*Prova tu:* Nel brano su Birnbaum, riporta tutto ciò che va da "La sua visione" fino a "una guida spirituale.", sostituendo "carenza di emozioni" con "mancanza di emozioni".

*Estratto della fonte:*
"""

Nel 1930, nell’articolo dal titolo “The Social Significance of the Psychopathic”, Birnbaum ha definito psicopatico chiunque mostri “in a moderate degree dispositionally conditioned, ‘constitutional’, psychic deviations, and especially…in the sphere of character”. Tutto questo dovrebbe costituire sufficiente distinzione da ciò che viene considerato “really insane”, anche se al contempo non necessariamente dal “normale”.
Nel 1949, in materia di delinquenza giovanile patologica, evidenzia l’importanza di considerare le complesse interazioni e i percorsi delle varie condizioni che portano sia, dal di dentro, all’immaturità della personalità che, dall’esterno, alle influenze ambientali negative.
La sua visione pone al centro del disturbo la carenza di emozioni, il ruolo fondamentale di eventi della vita e condizioni sociali nel plasmare le varie disposizioni psicopatiche che confluiscono in comportamenti criminali, assieme però all’insistenza sul dato che anche la permanenza nell’azione antisociale non necessariamente equivale a una sottostante psicopatia. Alcune forme di sociopatia, coinvolgenti l’immaturità o instabilità morale o emotiva, potrebbero allora essere affrontati con metodi socio-educativi o una guida spirituale.

"""

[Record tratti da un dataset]
"""

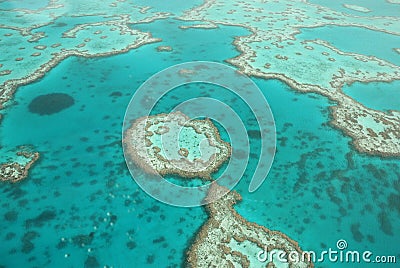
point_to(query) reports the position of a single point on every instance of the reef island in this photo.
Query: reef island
(175, 144)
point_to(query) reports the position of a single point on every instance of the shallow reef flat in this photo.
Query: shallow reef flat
(273, 51)
(41, 38)
(18, 163)
(223, 239)
(357, 8)
(36, 40)
(174, 144)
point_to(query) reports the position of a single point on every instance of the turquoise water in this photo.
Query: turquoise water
(377, 7)
(378, 96)
(80, 200)
(363, 41)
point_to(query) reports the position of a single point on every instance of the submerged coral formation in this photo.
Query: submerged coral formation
(174, 144)
(272, 50)
(15, 171)
(228, 240)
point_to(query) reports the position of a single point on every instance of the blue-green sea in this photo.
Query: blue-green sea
(79, 207)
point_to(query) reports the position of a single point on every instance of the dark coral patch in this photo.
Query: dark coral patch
(50, 103)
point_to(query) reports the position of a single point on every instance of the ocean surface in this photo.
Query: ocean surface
(79, 207)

"""

*Risultato:*
La sua visione pone al centro del disturbo la mancanza di emozioni, il ruolo fondamentale di eventi della vita e condizioni sociali nel plasmare le varie disposizioni psicopatiche che confluiscono in comportamenti criminali, assieme però all’insistenza sul dato che anche la permanenza nell’azione antisociale non necessariamente equivale a una sottostante psicopatia. Alcune forme di sociopatia, coinvolgenti l’immaturità o instabilità morale o emotiva, potrebbero allora essere affrontati con metodi socio-educativi o una guida spirituale.